RECORDS SHOWN:
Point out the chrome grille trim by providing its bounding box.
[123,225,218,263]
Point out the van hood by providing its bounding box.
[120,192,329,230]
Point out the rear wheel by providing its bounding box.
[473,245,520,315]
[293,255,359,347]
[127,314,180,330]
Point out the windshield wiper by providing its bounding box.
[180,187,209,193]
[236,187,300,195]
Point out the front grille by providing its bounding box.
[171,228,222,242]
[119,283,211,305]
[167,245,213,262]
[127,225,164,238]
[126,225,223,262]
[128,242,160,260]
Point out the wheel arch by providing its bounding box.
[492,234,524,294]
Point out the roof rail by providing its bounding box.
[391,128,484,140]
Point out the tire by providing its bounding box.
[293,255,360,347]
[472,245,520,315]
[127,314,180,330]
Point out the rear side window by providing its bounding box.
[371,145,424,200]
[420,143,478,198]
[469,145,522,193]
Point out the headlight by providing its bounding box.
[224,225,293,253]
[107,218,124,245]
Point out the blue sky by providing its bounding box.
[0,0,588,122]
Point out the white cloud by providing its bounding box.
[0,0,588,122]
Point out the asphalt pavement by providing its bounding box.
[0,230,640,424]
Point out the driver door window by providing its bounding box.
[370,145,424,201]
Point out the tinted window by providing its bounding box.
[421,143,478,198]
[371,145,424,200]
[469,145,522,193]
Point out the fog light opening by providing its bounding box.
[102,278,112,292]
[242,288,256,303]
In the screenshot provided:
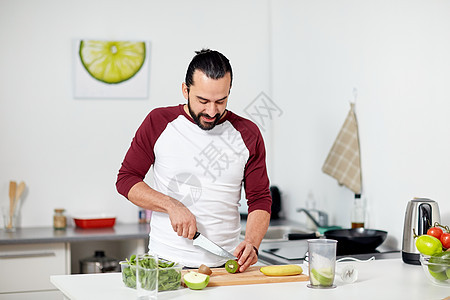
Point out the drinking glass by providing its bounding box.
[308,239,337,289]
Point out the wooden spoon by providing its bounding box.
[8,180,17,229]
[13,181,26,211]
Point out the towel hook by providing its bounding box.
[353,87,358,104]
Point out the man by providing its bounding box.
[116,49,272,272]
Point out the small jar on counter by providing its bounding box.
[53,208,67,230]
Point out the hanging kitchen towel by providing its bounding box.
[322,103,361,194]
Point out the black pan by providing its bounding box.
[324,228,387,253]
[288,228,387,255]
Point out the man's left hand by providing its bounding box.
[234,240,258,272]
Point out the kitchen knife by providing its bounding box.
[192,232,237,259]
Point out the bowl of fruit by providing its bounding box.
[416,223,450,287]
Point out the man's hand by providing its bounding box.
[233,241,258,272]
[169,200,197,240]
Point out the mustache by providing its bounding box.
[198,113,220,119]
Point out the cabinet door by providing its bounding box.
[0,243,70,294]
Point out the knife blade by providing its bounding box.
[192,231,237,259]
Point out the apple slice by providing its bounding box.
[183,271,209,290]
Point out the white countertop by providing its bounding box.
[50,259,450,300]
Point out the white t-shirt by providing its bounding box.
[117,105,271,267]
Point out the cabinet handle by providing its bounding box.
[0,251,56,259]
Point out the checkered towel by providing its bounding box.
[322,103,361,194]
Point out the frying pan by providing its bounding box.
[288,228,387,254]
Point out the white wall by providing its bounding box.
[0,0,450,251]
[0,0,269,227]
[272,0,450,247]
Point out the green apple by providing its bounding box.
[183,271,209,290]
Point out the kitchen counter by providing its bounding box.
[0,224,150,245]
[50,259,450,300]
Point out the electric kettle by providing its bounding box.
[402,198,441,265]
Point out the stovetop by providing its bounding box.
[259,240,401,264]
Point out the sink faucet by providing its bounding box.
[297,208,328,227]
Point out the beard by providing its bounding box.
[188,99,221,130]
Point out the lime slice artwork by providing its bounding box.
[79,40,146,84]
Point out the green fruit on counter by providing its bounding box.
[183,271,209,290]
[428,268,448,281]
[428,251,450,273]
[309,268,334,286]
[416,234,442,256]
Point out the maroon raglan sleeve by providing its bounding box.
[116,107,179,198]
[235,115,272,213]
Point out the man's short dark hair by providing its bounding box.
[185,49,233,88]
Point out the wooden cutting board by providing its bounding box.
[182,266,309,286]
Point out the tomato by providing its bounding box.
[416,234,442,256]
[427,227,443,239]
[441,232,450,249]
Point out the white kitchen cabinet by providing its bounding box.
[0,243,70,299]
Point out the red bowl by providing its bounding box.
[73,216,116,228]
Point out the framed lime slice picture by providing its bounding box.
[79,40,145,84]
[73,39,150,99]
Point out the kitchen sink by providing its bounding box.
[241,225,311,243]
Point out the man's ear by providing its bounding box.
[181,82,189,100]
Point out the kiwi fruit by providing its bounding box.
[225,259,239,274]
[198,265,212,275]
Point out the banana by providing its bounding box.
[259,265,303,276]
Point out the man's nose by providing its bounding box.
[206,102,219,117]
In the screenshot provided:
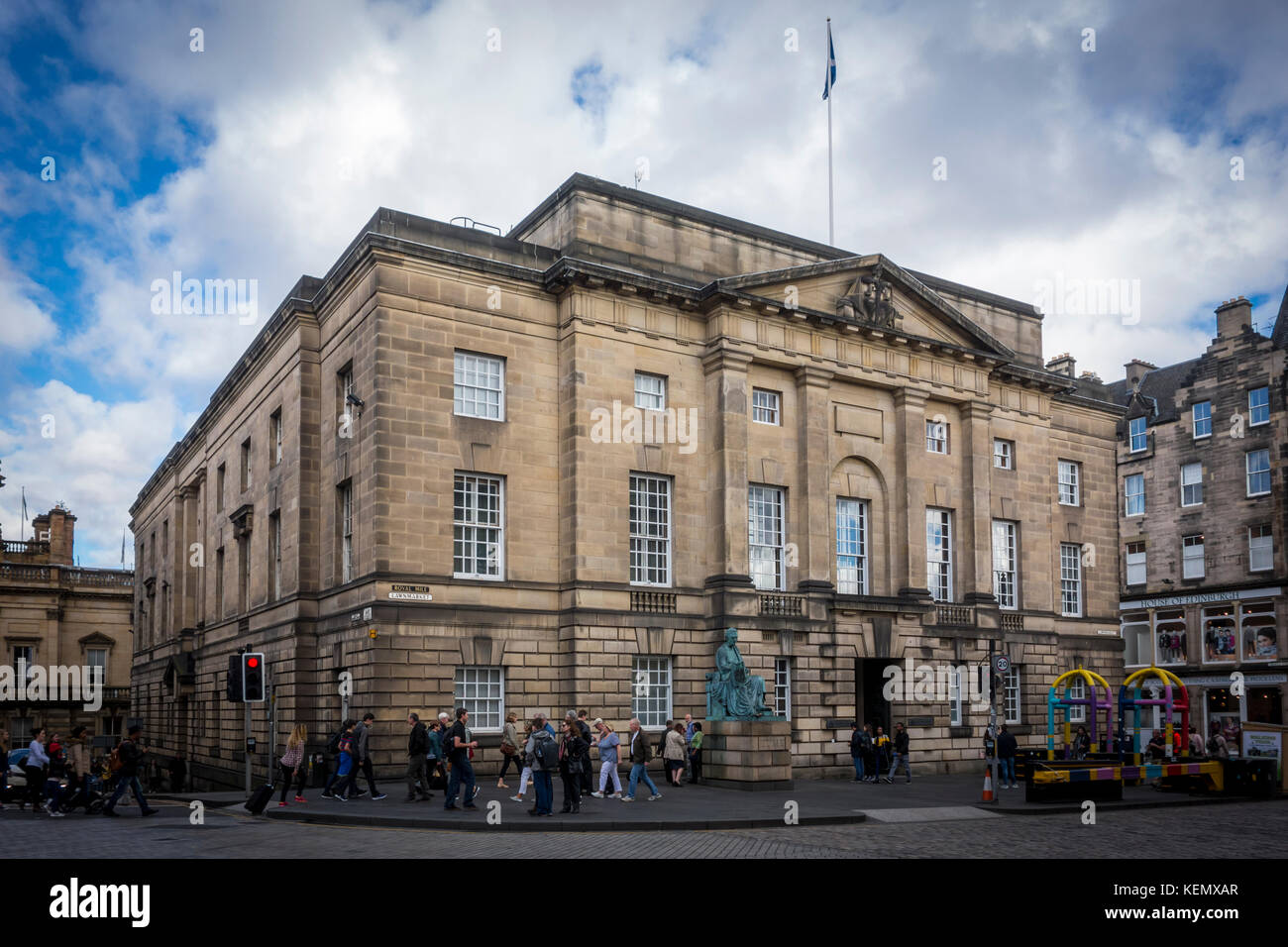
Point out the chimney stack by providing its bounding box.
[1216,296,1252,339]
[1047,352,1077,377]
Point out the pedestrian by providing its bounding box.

WHAT YOU WILL DO: Reproduce the records from the line that has "Point out the red" through the line that has "[241,225,311,243]", with every request line unchanged. Scale each bounding-box coordinate in the answers by 2.15, and round every product to a whole number, with halves rounded up.

EXERCISE RESPONSE:
Point out the red bowl by providing its bounding box.
[157,464,249,490]
Point out the framed lime slice picture by providing its bounding box.
[170,86,312,181]
[157,84,323,213]
Point out the kitchen sink by providing its bounding box.
[518,484,669,522]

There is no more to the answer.